Swap "sample output" for "example output" everywhere in the lines below, and leave everything else unchanged.

### PROVIDED ENTRIES ###

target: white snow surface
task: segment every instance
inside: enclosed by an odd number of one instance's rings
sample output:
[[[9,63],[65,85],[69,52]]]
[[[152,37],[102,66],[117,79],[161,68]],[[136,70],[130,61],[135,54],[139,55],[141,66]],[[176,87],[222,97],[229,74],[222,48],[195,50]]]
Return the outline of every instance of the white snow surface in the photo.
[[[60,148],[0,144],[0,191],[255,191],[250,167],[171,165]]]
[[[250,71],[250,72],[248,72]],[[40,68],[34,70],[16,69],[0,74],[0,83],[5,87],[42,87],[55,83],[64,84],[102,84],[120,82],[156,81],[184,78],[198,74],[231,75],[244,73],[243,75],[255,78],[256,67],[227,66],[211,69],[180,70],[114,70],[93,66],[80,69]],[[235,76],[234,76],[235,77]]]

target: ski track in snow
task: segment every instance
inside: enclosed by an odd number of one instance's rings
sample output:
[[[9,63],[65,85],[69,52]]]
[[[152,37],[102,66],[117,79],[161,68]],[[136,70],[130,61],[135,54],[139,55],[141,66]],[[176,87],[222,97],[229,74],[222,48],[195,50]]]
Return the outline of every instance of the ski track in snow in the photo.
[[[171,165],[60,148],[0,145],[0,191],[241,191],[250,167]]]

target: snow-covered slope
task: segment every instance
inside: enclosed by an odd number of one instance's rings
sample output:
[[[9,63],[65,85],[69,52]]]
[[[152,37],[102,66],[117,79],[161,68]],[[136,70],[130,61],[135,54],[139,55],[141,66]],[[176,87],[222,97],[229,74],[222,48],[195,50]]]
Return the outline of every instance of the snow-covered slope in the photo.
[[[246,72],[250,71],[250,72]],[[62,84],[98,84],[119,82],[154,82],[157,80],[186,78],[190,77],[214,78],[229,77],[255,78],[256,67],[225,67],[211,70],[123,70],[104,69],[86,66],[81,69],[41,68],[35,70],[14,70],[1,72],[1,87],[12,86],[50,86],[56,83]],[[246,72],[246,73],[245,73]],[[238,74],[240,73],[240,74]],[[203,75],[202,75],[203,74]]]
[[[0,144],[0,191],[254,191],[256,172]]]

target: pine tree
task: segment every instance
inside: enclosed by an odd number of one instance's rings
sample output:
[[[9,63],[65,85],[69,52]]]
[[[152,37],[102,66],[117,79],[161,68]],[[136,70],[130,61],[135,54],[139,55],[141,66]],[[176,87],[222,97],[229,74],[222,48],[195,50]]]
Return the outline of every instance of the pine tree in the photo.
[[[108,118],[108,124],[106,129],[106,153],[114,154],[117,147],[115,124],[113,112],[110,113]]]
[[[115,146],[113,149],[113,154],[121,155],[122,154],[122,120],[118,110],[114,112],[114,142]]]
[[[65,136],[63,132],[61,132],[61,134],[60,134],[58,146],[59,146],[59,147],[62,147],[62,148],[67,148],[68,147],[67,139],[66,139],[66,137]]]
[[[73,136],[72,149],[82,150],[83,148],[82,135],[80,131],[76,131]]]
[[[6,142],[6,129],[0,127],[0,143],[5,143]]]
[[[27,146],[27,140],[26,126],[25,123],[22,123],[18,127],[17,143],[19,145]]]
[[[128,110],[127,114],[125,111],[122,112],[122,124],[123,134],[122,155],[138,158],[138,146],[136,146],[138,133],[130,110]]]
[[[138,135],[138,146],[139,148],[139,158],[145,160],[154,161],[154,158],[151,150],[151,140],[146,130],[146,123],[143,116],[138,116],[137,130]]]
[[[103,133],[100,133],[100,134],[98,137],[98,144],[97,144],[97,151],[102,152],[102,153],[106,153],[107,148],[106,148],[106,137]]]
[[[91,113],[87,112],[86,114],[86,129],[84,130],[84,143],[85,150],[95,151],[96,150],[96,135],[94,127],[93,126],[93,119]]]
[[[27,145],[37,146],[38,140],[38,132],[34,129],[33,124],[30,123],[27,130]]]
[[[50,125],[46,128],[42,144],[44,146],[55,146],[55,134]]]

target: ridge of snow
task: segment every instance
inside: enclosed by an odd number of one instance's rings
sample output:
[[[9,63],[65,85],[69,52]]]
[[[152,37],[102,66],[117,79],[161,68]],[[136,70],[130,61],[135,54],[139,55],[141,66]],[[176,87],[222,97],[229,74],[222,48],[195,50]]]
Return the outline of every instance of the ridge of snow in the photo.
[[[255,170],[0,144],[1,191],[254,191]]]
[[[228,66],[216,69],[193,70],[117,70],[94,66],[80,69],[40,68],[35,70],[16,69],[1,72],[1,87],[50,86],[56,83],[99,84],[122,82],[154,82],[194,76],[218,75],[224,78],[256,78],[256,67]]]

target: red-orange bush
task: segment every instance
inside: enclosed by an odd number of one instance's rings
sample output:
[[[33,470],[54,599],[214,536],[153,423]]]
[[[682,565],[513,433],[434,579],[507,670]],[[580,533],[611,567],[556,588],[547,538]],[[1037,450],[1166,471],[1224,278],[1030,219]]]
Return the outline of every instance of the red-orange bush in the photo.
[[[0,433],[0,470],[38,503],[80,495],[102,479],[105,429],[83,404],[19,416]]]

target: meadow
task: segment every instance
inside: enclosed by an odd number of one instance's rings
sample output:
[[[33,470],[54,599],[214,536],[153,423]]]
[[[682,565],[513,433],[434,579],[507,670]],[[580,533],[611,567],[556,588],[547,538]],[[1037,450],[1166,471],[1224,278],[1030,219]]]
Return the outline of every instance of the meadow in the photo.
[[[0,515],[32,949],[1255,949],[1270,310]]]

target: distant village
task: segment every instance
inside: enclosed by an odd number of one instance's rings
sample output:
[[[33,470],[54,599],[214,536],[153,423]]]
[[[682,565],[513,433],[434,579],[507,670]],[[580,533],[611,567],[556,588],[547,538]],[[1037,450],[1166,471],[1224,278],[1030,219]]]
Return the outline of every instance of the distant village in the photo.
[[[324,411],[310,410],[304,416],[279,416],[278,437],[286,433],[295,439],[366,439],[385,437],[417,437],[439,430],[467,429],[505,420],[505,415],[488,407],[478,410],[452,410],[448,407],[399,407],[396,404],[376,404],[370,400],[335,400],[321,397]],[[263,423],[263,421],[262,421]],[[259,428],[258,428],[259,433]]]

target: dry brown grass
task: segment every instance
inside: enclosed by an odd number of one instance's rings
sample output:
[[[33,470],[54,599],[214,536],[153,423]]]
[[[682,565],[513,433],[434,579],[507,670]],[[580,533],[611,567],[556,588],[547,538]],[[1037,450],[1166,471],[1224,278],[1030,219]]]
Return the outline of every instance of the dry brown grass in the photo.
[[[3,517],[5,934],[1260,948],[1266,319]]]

###

◆ **THE RESULT**:
target: white snow surface
task: segment every instance
inside: enclosed by an odd number of one instance's rings
example output:
[[[9,63],[65,85],[69,52]]]
[[[152,37],[102,66],[117,79],[161,68]],[[136,70],[130,61],[135,54],[139,55],[141,66]],[[176,87],[222,97],[229,74],[222,48],[195,50]]]
Return the outline of every instance of the white snow surface in the photo.
[[[60,148],[0,144],[0,191],[255,191],[250,167],[171,165]]]
[[[250,71],[250,72],[248,72]],[[40,68],[34,70],[16,69],[0,74],[0,83],[5,87],[42,87],[55,83],[64,84],[102,84],[120,82],[156,81],[184,78],[198,74],[231,75],[244,73],[243,75],[255,78],[256,67],[227,66],[211,69],[180,70],[114,70],[93,66],[80,69]],[[235,76],[234,76],[235,77]]]

target: ski track in snow
task: segment every instance
inside: enclosed by an odd number of one instance's rings
example output:
[[[9,63],[65,85],[69,52]]]
[[[152,37],[102,66],[117,79],[161,68]],[[136,70],[130,61],[135,54],[139,55],[141,66]],[[176,87],[222,97],[229,74],[222,48],[195,50]]]
Return the outline of every instance of the ski track in snow in the photo.
[[[171,165],[60,148],[0,145],[0,191],[241,191],[250,167]]]

target: snow-covered slope
task: segment every instance
inside: enclosed by an odd number of one instance's rings
example output:
[[[9,63],[65,85],[69,52]]]
[[[152,37],[102,66],[117,79],[161,68]],[[136,70],[130,61],[135,54],[139,55],[141,66]],[[176,87],[222,97],[229,74],[222,48],[195,50]]]
Return the outline of every instance of the snow-covered slope in the photo.
[[[246,72],[250,71],[250,72]],[[62,84],[98,84],[119,82],[154,82],[157,80],[186,78],[190,77],[214,78],[229,77],[255,78],[256,67],[225,67],[211,70],[123,70],[104,69],[86,66],[81,69],[41,68],[35,70],[14,70],[1,72],[1,87],[12,86],[50,86],[56,83]],[[246,72],[246,73],[245,73]],[[238,74],[240,73],[240,74]],[[203,75],[202,75],[203,74]]]
[[[0,144],[0,191],[254,191],[256,172]]]

target: pine tree
task: segment every instance
inside: enclosed by an odd number of one instance's rings
example output:
[[[9,63],[65,85],[69,52]]]
[[[152,37],[102,66],[117,79],[161,68]],[[136,70],[130,61],[135,54],[139,55],[141,66]],[[176,87],[222,97],[229,74],[222,48],[195,50]]]
Return the outline of every instance of the pine tree in the photo.
[[[108,118],[108,124],[106,129],[106,153],[114,154],[117,147],[115,124],[113,112],[110,113]]]
[[[115,146],[113,149],[113,154],[121,155],[122,154],[122,120],[118,110],[114,112],[114,142]]]
[[[65,136],[63,132],[61,132],[61,134],[60,134],[58,146],[59,146],[59,147],[62,147],[62,148],[67,148],[68,147],[67,139],[66,139],[66,137]]]
[[[73,136],[72,149],[82,150],[83,148],[82,135],[80,131],[76,131]]]
[[[6,142],[6,129],[0,127],[0,143],[5,143]]]
[[[27,146],[27,140],[26,126],[25,123],[22,123],[18,127],[17,143],[19,145]]]
[[[128,110],[127,114],[125,111],[122,112],[122,124],[123,134],[122,155],[138,158],[138,146],[136,146],[138,133],[130,110]]]
[[[138,135],[138,146],[139,148],[139,158],[145,160],[154,161],[154,158],[151,150],[151,140],[146,130],[146,123],[143,116],[138,116],[137,130]]]
[[[103,133],[100,133],[100,134],[98,137],[98,144],[97,144],[97,151],[102,152],[102,153],[106,153],[107,148],[106,148],[106,137]]]
[[[91,113],[87,112],[86,114],[86,129],[84,130],[84,143],[85,150],[95,151],[96,150],[96,135],[94,127],[93,126],[93,119]]]
[[[27,145],[37,146],[38,140],[38,132],[34,129],[33,124],[30,123],[27,130]]]
[[[50,125],[46,128],[42,144],[44,146],[55,146],[55,134]]]

target: ridge of snow
task: segment every instance
inside: enclosed by an odd number of one instance's rings
example output:
[[[9,63],[65,85],[69,52]]]
[[[152,37],[102,66],[117,79],[161,68]],[[136,70],[130,61],[135,54],[139,55],[141,66]],[[176,87],[222,97],[229,74],[222,48],[195,50]]]
Return the outline of every instance of the ridge of snow in the photo.
[[[255,170],[0,144],[1,191],[254,191]]]
[[[228,66],[216,69],[193,70],[117,70],[94,66],[80,69],[40,68],[35,70],[16,69],[1,72],[1,87],[50,86],[56,83],[99,84],[122,82],[154,82],[194,76],[218,75],[224,78],[256,78],[256,67]]]

target: red-orange bush
task: segment every instance
inside: enclosed by an odd number of one instance's rings
example output:
[[[33,470],[54,599],[214,536],[153,423]]]
[[[682,565],[513,433],[434,579],[507,670]],[[580,533],[611,567],[556,588],[547,538]],[[1037,450],[1166,471],[1224,278],[1030,219]]]
Return the outline of every instance of the red-orange bush in the photo.
[[[0,433],[0,470],[38,503],[80,495],[102,479],[105,429],[83,404],[19,416]]]

target: meadow
task: segment every instance
inside: enclosed by an odd number of one instance's rings
example output:
[[[33,470],[54,599],[214,536],[153,423]]]
[[[682,565],[513,433],[434,579],[507,670]],[[580,533],[611,567],[556,588],[547,538]],[[1037,450],[1166,471],[1224,278],[1030,219]]]
Return the outline of every instance of the meadow in the photo.
[[[0,515],[32,949],[1255,949],[1270,310]]]

target: distant village
task: segment every instance
inside: enclosed by an odd number of one instance's rings
example output:
[[[33,470],[54,599],[214,536],[153,423]]]
[[[682,565],[513,433],[434,579],[507,670]],[[580,533],[611,567],[556,588],[547,538]],[[1037,450],[1166,471],[1224,278],[1030,219]]]
Return the outline of every instance of the distant village in the photo.
[[[324,411],[310,410],[304,416],[279,416],[278,437],[286,433],[295,439],[366,439],[385,437],[417,437],[439,430],[467,429],[505,420],[505,415],[488,407],[478,410],[452,410],[448,407],[399,407],[396,404],[376,404],[370,400],[335,400],[321,397]],[[263,423],[263,421],[262,421]],[[259,428],[258,428],[259,433]]]

target: dry brown grass
task: segment every instance
inside: enclosed by an odd number of one instance's rings
example output:
[[[33,470],[54,599],[214,536],[153,423]]]
[[[682,565],[513,433],[434,579],[507,670]],[[580,533],[611,567],[556,588],[547,538]],[[1037,450],[1166,471],[1224,278],[1030,219]]]
Return the outline of every instance of the dry brown grass in the photo.
[[[3,517],[5,934],[1260,948],[1266,319]]]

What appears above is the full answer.